━━ Information ━━

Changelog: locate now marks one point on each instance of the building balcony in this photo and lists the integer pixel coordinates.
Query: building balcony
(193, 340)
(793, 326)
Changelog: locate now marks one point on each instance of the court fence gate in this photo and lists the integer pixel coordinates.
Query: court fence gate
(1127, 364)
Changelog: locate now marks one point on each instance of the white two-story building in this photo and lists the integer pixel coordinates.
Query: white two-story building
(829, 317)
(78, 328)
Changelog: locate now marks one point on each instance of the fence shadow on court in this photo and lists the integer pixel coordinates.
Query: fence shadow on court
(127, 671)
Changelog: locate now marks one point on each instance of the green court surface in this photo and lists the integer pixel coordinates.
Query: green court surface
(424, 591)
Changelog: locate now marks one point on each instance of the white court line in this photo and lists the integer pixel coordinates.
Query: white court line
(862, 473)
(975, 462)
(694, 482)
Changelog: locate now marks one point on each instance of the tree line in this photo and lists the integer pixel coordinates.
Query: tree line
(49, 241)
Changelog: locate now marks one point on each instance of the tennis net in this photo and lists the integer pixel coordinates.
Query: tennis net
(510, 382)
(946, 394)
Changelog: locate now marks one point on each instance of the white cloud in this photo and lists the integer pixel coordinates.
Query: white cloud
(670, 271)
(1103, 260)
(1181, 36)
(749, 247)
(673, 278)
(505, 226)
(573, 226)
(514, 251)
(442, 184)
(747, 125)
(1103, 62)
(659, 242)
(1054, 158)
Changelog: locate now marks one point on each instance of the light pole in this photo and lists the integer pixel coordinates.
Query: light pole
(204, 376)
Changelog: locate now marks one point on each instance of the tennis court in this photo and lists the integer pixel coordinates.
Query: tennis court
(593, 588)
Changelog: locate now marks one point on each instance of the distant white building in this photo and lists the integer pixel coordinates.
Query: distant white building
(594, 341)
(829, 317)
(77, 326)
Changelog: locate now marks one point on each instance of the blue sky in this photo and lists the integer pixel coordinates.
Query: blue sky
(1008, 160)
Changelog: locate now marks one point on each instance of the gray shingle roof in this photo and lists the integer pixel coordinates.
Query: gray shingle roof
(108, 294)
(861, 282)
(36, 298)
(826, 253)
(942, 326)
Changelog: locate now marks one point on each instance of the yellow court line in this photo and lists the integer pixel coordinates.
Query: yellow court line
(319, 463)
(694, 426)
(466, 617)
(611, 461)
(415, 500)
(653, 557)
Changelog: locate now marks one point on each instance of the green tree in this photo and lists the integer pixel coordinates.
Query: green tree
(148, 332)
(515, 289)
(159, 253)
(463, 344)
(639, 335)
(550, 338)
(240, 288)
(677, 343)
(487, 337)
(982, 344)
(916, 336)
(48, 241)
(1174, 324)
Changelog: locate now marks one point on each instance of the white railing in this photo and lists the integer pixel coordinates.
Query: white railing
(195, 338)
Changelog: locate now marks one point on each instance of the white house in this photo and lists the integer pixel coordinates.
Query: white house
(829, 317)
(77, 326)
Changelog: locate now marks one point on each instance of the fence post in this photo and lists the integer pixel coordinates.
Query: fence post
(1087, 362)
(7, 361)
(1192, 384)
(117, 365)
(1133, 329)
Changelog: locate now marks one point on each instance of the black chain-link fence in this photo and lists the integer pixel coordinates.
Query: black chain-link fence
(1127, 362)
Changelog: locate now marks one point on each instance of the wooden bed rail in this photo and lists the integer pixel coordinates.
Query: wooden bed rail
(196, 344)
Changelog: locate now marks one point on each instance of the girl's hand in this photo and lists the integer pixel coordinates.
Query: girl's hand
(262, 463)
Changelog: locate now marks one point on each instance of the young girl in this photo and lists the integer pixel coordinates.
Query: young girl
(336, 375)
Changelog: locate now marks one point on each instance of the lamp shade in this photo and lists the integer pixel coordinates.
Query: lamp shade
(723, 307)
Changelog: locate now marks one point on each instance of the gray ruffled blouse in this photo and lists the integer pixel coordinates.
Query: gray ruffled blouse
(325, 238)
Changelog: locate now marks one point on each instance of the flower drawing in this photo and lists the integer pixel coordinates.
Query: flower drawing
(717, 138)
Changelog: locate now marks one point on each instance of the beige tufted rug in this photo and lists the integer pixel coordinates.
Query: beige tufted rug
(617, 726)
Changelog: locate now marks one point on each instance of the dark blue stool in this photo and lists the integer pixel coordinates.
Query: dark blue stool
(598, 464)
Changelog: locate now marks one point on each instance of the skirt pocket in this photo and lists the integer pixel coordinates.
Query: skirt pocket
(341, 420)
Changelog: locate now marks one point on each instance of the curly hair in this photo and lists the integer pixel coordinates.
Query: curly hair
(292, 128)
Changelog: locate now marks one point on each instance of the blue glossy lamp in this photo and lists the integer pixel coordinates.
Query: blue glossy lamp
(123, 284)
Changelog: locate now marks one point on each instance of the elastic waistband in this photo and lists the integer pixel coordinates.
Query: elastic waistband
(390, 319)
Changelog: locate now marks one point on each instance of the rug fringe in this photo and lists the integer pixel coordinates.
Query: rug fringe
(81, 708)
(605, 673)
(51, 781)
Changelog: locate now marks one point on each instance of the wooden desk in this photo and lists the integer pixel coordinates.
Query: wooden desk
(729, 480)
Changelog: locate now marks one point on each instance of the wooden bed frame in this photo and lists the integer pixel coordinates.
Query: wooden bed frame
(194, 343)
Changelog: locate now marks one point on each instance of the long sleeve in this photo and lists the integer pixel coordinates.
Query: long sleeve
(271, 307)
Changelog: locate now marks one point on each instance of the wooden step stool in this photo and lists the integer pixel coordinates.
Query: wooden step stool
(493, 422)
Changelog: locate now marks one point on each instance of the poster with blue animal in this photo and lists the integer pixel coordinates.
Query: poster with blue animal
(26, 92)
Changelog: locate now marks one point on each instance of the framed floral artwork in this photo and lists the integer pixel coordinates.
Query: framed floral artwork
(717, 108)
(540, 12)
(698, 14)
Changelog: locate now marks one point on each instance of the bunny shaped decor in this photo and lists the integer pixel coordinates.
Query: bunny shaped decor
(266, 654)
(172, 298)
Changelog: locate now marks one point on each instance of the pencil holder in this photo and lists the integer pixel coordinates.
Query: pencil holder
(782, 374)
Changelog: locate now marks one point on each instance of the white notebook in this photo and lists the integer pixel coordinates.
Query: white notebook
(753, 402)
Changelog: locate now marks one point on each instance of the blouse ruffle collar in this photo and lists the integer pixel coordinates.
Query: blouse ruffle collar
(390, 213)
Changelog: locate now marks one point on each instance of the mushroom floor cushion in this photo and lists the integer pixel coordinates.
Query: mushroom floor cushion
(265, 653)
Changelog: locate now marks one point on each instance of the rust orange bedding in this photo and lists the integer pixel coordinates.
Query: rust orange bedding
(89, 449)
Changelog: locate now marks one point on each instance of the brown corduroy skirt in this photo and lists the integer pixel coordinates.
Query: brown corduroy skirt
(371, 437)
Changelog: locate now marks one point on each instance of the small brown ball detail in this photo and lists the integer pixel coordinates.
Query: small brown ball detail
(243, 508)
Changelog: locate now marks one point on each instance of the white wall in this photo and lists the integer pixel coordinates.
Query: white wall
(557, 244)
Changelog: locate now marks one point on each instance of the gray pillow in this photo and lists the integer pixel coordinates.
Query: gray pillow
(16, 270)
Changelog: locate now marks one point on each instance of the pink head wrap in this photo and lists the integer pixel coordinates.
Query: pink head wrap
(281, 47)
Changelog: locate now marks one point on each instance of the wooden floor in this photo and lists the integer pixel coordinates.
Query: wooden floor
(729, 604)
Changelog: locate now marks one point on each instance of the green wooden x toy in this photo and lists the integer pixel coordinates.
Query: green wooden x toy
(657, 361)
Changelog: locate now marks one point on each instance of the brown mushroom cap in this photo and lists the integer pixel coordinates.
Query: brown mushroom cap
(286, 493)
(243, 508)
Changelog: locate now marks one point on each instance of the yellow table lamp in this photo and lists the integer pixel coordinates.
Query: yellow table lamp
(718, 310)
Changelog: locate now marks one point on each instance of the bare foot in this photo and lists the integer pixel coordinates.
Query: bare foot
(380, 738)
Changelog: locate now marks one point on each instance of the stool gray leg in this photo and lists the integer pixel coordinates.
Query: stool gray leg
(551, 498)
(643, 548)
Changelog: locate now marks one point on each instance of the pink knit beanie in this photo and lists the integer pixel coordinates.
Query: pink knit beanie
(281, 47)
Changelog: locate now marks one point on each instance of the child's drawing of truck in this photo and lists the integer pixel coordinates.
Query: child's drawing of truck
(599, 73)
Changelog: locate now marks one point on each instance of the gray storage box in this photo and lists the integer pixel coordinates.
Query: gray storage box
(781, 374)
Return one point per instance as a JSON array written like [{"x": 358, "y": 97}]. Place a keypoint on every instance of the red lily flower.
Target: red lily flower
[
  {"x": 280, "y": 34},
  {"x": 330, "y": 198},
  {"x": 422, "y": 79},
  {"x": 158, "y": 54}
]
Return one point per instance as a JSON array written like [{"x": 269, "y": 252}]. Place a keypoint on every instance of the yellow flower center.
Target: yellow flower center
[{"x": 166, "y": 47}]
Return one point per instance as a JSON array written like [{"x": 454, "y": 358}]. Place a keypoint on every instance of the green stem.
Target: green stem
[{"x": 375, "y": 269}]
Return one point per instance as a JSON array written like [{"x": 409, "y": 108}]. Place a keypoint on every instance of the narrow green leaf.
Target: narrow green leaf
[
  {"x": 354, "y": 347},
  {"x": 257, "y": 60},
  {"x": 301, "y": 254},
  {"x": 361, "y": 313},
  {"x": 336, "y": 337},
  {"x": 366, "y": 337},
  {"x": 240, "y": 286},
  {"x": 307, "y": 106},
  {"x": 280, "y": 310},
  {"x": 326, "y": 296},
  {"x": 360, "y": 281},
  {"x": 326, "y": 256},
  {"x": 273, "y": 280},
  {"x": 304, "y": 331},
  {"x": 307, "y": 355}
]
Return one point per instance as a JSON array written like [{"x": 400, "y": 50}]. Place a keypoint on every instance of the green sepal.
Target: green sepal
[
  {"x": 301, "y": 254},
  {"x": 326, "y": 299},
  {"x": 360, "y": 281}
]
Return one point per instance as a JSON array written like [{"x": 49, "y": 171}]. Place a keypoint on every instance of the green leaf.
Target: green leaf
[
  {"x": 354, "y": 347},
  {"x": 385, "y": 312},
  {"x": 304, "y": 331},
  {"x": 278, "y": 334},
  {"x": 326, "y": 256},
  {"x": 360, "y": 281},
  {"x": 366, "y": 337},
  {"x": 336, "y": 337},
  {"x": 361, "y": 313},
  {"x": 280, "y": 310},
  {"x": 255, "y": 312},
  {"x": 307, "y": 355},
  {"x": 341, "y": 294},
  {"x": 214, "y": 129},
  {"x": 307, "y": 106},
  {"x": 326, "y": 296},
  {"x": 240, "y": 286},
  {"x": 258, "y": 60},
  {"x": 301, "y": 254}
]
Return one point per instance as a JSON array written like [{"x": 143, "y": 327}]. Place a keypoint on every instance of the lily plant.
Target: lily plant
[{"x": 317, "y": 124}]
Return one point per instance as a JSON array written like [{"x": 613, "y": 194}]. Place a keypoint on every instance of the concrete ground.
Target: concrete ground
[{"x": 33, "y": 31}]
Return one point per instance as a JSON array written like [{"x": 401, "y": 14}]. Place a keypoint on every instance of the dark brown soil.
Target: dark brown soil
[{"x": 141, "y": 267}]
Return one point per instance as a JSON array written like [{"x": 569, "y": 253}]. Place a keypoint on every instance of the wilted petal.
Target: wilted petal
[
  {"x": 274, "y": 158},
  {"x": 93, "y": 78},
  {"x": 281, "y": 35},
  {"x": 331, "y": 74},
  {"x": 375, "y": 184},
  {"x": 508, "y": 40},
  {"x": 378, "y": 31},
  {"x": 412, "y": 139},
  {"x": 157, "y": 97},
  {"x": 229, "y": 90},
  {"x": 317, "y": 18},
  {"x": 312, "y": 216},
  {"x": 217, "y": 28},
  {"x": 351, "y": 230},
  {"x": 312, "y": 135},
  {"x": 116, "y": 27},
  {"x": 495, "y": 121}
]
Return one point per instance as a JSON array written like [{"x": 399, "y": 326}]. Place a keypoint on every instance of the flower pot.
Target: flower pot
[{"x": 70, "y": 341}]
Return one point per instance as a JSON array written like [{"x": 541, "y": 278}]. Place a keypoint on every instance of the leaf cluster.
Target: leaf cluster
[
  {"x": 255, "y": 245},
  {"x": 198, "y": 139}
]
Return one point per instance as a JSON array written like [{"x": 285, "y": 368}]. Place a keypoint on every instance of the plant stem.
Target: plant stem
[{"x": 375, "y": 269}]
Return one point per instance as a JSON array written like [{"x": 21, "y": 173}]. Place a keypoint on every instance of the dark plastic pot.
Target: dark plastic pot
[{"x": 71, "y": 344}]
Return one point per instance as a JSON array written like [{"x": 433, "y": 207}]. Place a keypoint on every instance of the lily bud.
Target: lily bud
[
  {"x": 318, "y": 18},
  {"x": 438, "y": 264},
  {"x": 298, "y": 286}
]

━━━

Print, please, the lines above from the very first through the one that holds "the white court", both included, word for word and with nothing else.

Changelog: locate now marks one point on each instance of the building balcony in this photo and lists the integer pixel coordinates.
Query: building balcony
(193, 340)
(793, 326)
Changelog: locate now marks one point on each instance of the court fence gate in this photo and lists the integer pixel coordinates.
Query: court fence gate
(1127, 364)
Changelog: locate now marks one point on each instance of the white two-story building in this photo and lists the integer pixel coordinates.
Query: white two-story building
(829, 317)
(78, 328)
Changelog: locate now marks one point on each instance of the fence shadow on court in this photo and lists the integer pixel coordinates.
Query: fence shadow on court
(127, 671)
Changelog: locate now marks one point on each instance of the green court surface in this photo and lists the integer pixel coordinates.
Query: green court surface
(424, 591)
Changelog: locate now marks one point on each instance of the white court line in this photo and lists the integer pixel coordinates.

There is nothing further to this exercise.